- [Texte cité]:
+++++
Les négociations en vue de l’élaboration d’un plan visant à améliorer la compétitivité des chantiers de Saint-Nazaire vont pouvoir être lancées. Hier, la CFDT et la CFE-CGC ont donné leur accord en ce sens, la CGT y restant fermement opposée. Force Ouvrière, qui avait rencontré la veille la direction pour préciser sa position et obtenir des éclaircissements, a habilement joué la partie. Le syndicat a certes refusé de s’engager par écrit à signer un accord dont le contenu n’est pas encore connu, mais il a indiqué qu’il se rendrait bien à la table des négociations. Une ouverture suffisante pour permettre à la direction de solliciter à nouveau le Conseil d’administration de STX France afin d’obtenir l’autorisation de relancer les négociations avec MSC Cruises sur une base financière plus intéressante pour l’armateur italo-suisse. En jeu, il y a deux grands paquebots de 2000 cabines, livrables entre 2017 et 2019, avec une option pour deux unités supplémentaires.
Un plan global pour assurer la pérennité de l’entreprise
Afin de décrocher ce contrat majeur, STX France doit réduire ses prix et, pour demeurer bénéficiaire, diminuer dans le même temps ses coûts de production. Un différentiel qui doit non seulement servir à faire des offres plus attractives, mais également à donner des marges de manœuvre financières à l’entreprise, les gains escomptés devant par exemple servir à soutenir les investissements nécessaires à la politique de diversification, notamment dans l’éolien offshore. Le maintient de la trésorerie et une situation économique saine, qui passe par la rentabilité des projets, sont par ailleurs fondamentaux pour réussir à décrocher les financements nécessaires à la prise de grosses commandes. En somme, c’est l’avenir du chantier qui est en jeu. Car la situation, comme le rappelle la CFDT, demeure « critique » puisqu’une fois passé le paquebot géant Oasis 3, livrable en 2016, « nous n’avons plus rien en carnet et notre trésorerie s’épuise à maintenir un outil de travail, matériel et humain, sans suffisamment de commandes ».
+++++
- [Lignes répertoriées]:
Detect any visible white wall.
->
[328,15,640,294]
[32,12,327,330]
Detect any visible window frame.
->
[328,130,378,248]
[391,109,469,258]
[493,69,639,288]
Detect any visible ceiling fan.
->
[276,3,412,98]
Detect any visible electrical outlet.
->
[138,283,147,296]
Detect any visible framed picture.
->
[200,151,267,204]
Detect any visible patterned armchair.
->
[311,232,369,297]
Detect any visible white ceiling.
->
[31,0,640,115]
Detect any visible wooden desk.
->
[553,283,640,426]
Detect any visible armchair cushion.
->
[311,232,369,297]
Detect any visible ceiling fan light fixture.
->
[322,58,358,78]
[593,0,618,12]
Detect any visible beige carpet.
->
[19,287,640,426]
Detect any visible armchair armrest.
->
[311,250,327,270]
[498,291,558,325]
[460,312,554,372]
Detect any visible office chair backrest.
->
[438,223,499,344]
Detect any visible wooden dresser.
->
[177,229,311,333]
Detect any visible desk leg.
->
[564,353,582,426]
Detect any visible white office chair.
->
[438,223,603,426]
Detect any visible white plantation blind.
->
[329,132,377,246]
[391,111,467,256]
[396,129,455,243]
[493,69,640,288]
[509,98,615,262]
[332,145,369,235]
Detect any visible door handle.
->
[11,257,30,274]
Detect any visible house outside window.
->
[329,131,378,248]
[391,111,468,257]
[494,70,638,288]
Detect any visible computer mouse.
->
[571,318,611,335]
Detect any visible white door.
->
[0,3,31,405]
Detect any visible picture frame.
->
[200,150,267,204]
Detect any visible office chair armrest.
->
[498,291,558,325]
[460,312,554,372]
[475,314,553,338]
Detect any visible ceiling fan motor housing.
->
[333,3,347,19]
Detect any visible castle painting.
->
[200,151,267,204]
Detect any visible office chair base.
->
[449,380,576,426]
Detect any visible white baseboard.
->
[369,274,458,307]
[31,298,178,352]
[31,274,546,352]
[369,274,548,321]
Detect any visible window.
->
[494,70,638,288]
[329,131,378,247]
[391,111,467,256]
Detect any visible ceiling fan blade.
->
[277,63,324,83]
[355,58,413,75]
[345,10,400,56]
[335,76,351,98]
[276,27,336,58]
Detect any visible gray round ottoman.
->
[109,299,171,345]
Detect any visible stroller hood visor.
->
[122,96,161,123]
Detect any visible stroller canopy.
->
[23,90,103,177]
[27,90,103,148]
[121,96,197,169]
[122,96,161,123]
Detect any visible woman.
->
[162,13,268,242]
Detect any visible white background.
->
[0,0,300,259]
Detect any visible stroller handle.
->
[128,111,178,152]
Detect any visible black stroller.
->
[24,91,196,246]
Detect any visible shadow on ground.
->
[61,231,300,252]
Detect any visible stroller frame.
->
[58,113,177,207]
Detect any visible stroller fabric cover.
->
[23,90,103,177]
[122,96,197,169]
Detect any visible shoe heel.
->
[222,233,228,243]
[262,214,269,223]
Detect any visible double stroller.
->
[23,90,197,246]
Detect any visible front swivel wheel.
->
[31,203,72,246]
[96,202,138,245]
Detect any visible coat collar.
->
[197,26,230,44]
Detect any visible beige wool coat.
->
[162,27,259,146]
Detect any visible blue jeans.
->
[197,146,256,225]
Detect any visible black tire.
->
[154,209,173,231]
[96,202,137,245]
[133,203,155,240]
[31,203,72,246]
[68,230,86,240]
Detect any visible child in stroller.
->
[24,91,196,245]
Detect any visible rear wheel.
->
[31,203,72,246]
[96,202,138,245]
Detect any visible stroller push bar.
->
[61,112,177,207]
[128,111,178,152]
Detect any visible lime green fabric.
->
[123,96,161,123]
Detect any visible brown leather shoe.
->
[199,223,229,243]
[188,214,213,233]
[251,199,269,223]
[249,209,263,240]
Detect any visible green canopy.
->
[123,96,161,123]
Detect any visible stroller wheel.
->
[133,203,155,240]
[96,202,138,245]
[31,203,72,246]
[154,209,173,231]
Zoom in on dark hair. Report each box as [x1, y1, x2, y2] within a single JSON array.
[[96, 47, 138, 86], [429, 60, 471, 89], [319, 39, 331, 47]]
+++++
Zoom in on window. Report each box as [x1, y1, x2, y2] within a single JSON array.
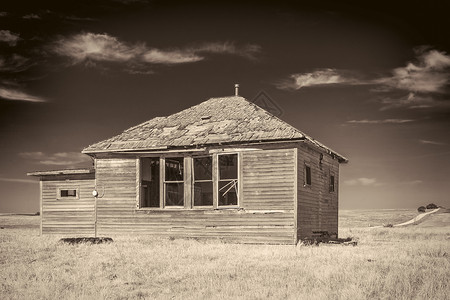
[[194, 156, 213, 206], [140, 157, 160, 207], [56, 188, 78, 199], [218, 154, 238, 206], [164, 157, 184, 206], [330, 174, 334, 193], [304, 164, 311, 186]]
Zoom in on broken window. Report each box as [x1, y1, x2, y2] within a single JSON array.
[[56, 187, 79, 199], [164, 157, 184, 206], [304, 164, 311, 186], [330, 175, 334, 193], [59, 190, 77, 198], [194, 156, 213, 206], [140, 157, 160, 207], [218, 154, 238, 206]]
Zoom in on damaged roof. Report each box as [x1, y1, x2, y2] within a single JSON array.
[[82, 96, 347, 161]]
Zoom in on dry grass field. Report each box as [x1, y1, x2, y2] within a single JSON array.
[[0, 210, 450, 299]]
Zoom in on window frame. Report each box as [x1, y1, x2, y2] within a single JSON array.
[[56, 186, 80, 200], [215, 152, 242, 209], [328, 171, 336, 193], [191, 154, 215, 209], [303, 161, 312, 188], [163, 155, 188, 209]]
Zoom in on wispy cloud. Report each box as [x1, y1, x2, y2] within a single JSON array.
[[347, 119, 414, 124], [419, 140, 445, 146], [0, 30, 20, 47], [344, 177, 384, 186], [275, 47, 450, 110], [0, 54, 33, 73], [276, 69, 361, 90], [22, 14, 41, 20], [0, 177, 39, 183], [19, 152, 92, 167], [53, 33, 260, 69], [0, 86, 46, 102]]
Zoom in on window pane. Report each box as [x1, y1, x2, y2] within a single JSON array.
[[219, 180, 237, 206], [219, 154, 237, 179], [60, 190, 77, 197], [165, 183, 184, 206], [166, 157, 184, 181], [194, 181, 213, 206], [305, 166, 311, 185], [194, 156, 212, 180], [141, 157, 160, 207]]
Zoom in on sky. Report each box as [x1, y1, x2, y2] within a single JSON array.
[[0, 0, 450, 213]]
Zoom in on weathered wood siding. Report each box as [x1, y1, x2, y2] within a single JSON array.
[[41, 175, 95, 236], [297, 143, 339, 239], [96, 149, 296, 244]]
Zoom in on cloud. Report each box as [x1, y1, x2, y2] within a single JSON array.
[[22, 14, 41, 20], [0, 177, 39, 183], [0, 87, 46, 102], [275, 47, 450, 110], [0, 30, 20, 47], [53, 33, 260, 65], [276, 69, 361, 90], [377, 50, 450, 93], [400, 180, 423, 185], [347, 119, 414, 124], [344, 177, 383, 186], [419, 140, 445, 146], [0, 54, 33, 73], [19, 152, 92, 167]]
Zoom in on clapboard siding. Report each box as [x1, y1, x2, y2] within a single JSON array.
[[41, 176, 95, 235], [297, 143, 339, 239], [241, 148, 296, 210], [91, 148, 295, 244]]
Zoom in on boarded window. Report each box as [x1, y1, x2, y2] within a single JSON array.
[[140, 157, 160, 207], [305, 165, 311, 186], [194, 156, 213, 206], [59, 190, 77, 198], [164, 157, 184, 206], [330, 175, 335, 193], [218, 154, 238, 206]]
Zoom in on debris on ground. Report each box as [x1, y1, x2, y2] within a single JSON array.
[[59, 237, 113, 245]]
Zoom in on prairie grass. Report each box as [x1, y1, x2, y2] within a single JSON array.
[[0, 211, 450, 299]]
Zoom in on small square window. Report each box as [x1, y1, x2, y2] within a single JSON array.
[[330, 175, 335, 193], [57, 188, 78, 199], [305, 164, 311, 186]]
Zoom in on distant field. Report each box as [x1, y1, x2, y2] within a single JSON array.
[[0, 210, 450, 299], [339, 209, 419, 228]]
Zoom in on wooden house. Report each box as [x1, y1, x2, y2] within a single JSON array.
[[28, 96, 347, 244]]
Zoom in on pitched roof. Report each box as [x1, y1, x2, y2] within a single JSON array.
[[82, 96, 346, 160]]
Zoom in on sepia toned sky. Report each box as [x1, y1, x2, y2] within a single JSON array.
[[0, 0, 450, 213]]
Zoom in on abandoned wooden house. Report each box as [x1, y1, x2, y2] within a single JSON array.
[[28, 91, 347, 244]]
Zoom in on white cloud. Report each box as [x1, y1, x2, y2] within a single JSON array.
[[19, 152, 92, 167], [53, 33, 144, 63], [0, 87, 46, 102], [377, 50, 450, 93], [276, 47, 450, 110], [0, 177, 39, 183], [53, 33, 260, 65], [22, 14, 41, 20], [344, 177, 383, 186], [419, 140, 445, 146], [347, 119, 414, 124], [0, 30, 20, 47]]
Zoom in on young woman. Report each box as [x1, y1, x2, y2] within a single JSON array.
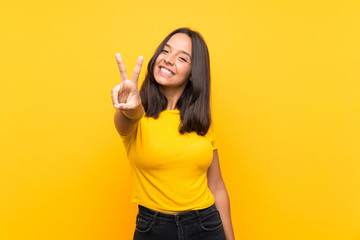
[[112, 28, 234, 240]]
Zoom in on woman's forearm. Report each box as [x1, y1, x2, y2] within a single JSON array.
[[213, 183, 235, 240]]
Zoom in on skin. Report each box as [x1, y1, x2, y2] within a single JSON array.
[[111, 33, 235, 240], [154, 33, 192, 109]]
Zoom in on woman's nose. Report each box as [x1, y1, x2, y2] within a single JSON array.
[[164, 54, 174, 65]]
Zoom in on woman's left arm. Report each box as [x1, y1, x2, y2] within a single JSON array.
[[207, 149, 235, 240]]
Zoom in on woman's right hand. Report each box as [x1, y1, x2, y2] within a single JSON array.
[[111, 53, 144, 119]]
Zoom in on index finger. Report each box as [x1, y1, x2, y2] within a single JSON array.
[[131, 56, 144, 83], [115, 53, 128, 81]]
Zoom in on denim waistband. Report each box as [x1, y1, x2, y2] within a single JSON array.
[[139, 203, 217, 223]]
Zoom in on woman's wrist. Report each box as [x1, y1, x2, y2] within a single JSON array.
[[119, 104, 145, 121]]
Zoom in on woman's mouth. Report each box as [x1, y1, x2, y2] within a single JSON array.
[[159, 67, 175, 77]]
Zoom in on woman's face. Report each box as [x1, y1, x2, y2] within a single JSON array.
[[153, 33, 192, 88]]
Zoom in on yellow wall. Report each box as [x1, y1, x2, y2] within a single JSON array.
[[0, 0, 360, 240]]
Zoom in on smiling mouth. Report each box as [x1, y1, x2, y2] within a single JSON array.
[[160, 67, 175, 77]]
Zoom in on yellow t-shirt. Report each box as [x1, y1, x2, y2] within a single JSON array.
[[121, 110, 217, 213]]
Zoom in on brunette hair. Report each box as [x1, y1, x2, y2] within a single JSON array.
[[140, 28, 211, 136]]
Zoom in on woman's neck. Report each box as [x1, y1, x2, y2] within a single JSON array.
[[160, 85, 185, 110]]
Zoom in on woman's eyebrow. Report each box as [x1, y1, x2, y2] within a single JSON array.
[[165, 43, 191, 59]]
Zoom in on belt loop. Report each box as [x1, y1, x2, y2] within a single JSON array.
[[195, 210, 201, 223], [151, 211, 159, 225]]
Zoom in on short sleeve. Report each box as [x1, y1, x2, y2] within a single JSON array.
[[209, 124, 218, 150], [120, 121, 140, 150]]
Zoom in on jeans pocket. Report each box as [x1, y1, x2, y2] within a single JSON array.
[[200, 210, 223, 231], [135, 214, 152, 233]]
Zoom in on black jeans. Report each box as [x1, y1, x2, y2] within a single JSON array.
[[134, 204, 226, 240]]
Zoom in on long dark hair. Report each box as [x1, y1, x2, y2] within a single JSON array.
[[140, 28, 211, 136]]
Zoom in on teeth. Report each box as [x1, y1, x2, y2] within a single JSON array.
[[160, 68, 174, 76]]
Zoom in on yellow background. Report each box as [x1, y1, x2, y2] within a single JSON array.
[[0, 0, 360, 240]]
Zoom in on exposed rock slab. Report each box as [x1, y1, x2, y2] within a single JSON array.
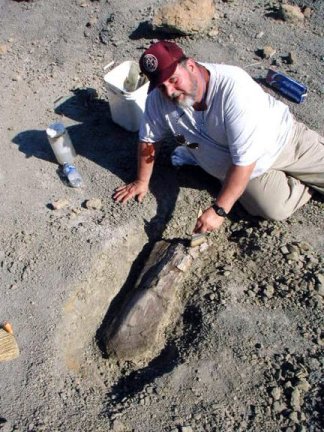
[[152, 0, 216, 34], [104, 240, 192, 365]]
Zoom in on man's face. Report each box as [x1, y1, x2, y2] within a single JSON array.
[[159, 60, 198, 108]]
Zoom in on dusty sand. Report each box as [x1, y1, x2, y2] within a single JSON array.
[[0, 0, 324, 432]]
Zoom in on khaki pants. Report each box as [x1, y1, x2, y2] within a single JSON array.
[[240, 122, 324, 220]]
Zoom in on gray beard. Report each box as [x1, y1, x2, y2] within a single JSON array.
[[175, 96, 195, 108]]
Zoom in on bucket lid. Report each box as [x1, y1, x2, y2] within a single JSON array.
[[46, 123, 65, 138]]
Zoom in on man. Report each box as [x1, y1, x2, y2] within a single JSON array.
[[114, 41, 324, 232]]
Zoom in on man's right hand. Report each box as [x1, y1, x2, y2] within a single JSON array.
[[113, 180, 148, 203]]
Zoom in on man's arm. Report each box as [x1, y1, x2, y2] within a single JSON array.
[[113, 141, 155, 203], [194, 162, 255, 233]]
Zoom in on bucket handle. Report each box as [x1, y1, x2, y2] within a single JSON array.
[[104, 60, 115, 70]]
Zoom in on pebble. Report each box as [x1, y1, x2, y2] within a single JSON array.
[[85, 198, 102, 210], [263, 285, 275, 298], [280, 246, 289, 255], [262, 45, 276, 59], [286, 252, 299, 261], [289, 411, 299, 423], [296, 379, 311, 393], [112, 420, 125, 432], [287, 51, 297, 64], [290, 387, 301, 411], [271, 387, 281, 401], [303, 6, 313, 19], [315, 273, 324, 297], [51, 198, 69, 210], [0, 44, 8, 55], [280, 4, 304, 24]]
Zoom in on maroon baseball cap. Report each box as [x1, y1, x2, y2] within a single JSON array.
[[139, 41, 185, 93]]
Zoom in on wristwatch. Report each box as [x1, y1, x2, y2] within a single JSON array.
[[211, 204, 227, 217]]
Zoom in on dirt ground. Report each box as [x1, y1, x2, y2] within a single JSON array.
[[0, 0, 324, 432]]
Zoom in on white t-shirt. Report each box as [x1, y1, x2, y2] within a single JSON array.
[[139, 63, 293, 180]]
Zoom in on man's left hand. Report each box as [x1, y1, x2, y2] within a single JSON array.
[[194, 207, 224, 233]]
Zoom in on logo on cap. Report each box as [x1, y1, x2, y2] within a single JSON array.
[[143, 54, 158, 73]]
+++++
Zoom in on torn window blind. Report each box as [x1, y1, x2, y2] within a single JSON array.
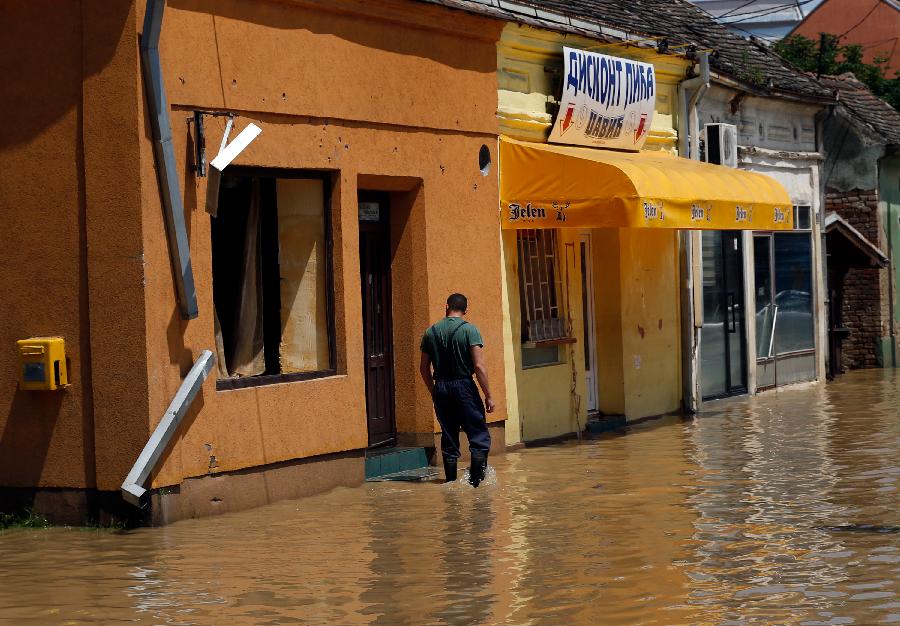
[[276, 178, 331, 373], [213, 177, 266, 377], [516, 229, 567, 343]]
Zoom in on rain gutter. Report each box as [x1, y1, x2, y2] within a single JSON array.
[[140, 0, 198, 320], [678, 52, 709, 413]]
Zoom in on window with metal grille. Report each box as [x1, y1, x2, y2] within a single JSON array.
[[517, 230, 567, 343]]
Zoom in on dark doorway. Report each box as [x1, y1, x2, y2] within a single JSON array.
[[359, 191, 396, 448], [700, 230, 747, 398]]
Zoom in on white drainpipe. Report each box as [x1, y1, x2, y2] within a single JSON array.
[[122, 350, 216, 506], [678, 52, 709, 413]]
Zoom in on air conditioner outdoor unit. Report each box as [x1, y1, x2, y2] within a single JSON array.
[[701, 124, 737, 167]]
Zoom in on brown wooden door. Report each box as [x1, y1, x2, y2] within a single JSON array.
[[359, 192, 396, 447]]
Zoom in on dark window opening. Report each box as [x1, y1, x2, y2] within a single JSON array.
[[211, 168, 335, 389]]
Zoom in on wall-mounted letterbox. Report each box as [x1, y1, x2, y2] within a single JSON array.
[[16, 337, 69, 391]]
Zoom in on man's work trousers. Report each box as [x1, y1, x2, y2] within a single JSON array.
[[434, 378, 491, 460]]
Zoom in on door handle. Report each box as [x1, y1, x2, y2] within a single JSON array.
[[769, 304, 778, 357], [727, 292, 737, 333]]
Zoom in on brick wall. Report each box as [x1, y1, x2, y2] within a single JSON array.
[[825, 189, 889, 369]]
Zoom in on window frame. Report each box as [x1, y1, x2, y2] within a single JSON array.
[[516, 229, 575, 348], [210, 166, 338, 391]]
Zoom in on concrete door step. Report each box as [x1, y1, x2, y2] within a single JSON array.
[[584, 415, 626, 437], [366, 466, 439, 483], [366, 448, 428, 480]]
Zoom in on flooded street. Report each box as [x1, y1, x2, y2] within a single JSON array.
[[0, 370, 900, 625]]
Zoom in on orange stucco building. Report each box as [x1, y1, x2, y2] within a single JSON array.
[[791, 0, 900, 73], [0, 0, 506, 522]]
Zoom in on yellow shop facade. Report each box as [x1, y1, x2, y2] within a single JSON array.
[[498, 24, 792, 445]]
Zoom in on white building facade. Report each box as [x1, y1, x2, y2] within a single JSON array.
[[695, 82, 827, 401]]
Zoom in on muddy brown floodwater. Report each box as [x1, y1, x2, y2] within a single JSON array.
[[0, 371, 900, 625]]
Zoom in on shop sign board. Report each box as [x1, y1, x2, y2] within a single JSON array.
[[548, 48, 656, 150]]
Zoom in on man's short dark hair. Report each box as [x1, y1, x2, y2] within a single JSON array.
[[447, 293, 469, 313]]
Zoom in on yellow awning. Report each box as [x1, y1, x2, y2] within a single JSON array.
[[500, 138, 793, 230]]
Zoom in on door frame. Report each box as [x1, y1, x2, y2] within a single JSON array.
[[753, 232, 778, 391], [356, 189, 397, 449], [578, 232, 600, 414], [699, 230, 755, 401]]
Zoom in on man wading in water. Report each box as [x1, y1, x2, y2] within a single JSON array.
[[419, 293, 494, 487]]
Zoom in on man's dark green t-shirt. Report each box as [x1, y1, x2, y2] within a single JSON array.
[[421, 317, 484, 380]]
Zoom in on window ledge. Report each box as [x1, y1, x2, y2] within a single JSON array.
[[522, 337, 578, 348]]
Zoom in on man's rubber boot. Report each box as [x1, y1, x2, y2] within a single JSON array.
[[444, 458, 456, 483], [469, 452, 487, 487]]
+++++
- [Exercices à réaliser]:
- A) Dans l'article sur les chantiers de Saint-Nazaire, condensez sous forme de liste le paragraphe commençant par « Afin de décrocher ce contrat majeur » en conservant ses faits principaux.
- B) Rédigez la suite de l'article sur les chantiers de Saint-Nazaire à partir de sa dernière phrase.

- [Réponses attendues]:
- A)
- Pour décrocher ce contrat majeur, STX France doit baisser ses prix et, afin de rester bénéficiaire, réduire en même temps ses coûts de production.
- L'écart ainsi dégagé doit rendre les offres plus attractives et donner à l'entreprise des marges de manœuvre financières, notamment pour financer sa diversification, en particulier dans l'éolien offshore.
- Une trésorerie préservée et des projets rentables sont indispensables pour obtenir les financements nécessaires aux grosses commandes.
- L'avenir du chantier est en jeu : selon la CFDT, la situation reste « critique », car après le paquebot géant Oasis 3, livrable en 2016, le carnet de commandes est vide et la trésorerie s'épuise.

- B)
FO dans le rôle d'arbitre
Concrètement, l’objectif est de réaliser annuellement 5 millions d’euros d’économies, à priori sur six ans, soit un gain global de 30 millions d’euros (la direction préfère parler d’une économie de 5% sur le coût du travail). Pour y parvenir, différentes mesures devront être mises en place, au travers desquelles les salariés seront appelés à faire des efforts. Pour que cet accord de compétitivité soit entériné, il faut légalement la signature d’un ou plusieurs organisations syndicales représentant plus de 30% des voix aux élections professionnelles. Mais, dans le même temps, une ou plusieurs organisations rassemblant au moins 50% des suffrages peuvent s’opposer à la signature d’un accord ou le dénoncer. Pour STX France, cela signifie que, seules, les signatures de la CFDT et de la CFE-CGC, qui comptabilisent 47.6%, ne sont pas suffisantes. L’adhésion de la CGT étant exclue, c’est Force Ouvrière qui se retrouve en position d’arbitre, étant en mesure de faire pencher la balance d’un côté comme de l’autre. « Force Ouvrière n’a jamais refusé d’aller à la table des négociations et, par le passé, nous avons démontré que nous savions signer des accords quand cela était nécessaire et dans l’intérêt des salariés. Cela dépend du contexte, de ce qui est proposé et de l’avis de nos syndiqués. Dans le cas présent, nous ne fermons pas toutes les portes mais nous ne les ouvrons pas non plus en grand. Il y a des choses à renégocier mais nous serons très attentifs », explique-t-on chez FO. Le syndicat, qui regrette le « retard » de certains investissements, pourtant sources de productivité, comme le très grand portique et le nouveau logiciel de conception et de gestion numérique des projets, refuse catégoriquement le « travail gratuit », en l’occurrence la proposition de la direction de faire travailler les salariés 20 minutes de plus chaque jour, sans compensation. De manière générale, FO estime que les gains peuvent être obtenus autrement que sur la masse salariale, par exemple sur l’organisation du travail.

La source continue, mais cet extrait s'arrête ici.